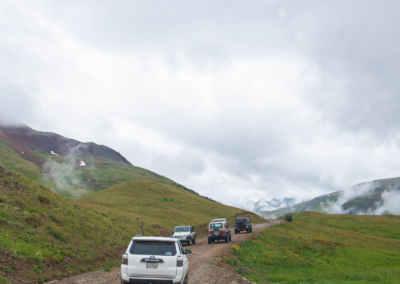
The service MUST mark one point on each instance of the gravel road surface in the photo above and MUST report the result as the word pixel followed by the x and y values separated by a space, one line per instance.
pixel 205 264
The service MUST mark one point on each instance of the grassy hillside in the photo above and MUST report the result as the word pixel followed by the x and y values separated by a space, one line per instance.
pixel 15 161
pixel 164 206
pixel 321 248
pixel 45 236
pixel 63 174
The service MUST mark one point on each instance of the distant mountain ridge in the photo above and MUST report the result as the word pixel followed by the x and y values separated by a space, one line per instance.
pixel 25 139
pixel 374 197
pixel 265 205
pixel 67 166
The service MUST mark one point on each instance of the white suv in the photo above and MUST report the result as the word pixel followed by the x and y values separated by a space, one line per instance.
pixel 154 260
pixel 185 234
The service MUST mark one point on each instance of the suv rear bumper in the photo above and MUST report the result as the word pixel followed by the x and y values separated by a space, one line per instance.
pixel 126 279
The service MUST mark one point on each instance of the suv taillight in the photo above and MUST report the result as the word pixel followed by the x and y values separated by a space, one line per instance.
pixel 125 259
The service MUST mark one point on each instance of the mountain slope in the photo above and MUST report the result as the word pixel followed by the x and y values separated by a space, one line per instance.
pixel 163 205
pixel 67 166
pixel 323 248
pixel 44 236
pixel 25 139
pixel 364 198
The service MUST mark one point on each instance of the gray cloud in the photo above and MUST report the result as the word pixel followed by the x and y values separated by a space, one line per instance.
pixel 259 100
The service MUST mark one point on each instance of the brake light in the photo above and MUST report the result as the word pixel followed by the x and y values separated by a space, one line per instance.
pixel 125 259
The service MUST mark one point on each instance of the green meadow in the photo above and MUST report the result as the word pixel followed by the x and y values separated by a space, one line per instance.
pixel 322 248
pixel 45 236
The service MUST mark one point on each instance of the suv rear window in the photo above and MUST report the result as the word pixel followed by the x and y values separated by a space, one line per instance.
pixel 153 248
pixel 182 229
pixel 216 226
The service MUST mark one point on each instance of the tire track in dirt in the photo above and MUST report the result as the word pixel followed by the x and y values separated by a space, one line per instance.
pixel 203 253
pixel 199 261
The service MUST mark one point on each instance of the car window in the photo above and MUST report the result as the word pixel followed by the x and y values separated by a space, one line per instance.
pixel 181 229
pixel 216 226
pixel 153 248
pixel 180 247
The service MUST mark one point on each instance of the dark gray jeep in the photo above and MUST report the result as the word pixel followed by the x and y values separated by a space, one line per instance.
pixel 243 224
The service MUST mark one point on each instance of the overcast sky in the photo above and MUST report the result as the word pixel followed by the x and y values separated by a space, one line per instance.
pixel 237 100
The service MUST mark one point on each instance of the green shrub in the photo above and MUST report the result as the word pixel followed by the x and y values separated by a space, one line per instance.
pixel 43 199
pixel 34 219
pixel 54 219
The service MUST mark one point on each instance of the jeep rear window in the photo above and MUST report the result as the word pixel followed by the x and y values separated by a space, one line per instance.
pixel 216 226
pixel 182 229
pixel 153 248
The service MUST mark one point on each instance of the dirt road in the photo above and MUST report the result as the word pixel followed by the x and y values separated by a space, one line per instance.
pixel 203 254
pixel 205 266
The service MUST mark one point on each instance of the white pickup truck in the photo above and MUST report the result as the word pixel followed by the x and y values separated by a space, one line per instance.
pixel 185 234
pixel 155 260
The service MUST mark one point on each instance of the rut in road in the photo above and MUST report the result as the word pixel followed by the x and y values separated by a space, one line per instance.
pixel 203 253
pixel 200 269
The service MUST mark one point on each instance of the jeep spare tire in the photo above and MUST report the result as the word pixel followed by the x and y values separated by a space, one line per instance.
pixel 216 232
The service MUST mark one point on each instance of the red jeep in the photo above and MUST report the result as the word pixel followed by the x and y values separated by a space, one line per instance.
pixel 218 231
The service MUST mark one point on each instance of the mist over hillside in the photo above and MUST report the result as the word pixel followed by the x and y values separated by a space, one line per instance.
pixel 67 166
pixel 370 198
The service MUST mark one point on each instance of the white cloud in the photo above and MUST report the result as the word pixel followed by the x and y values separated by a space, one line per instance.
pixel 249 101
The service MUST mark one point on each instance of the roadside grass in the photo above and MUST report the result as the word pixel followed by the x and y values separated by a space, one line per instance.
pixel 44 236
pixel 48 236
pixel 301 252
pixel 97 175
pixel 164 207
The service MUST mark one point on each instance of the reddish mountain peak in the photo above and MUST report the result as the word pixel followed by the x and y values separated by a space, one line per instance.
pixel 25 139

══════════════════════════════

**The task**
Can you turn the lines of the listing above, from the line with "suv rear window" up to and including the line with "pixel 199 261", into a Markdown table with the columns Row and Line, leaving out any blank lines?

**Answer to the problem**
| Row | Line |
|---|---|
| 1 | The service MUST mark one point on each instance of the suv rear window in the photo above and MUST report the result as the word pixel followed by the x and y values separated by a space, one line per instance. |
| 2 | pixel 153 248 |
| 3 | pixel 182 229 |
| 4 | pixel 216 226 |
| 5 | The service MUST mark one point on each instance of the tire track in dirt in the photo above and MUST report the result as the word pixel followed by the x and y values separated by a space, one line per instance. |
| 6 | pixel 203 253 |
| 7 | pixel 199 261 |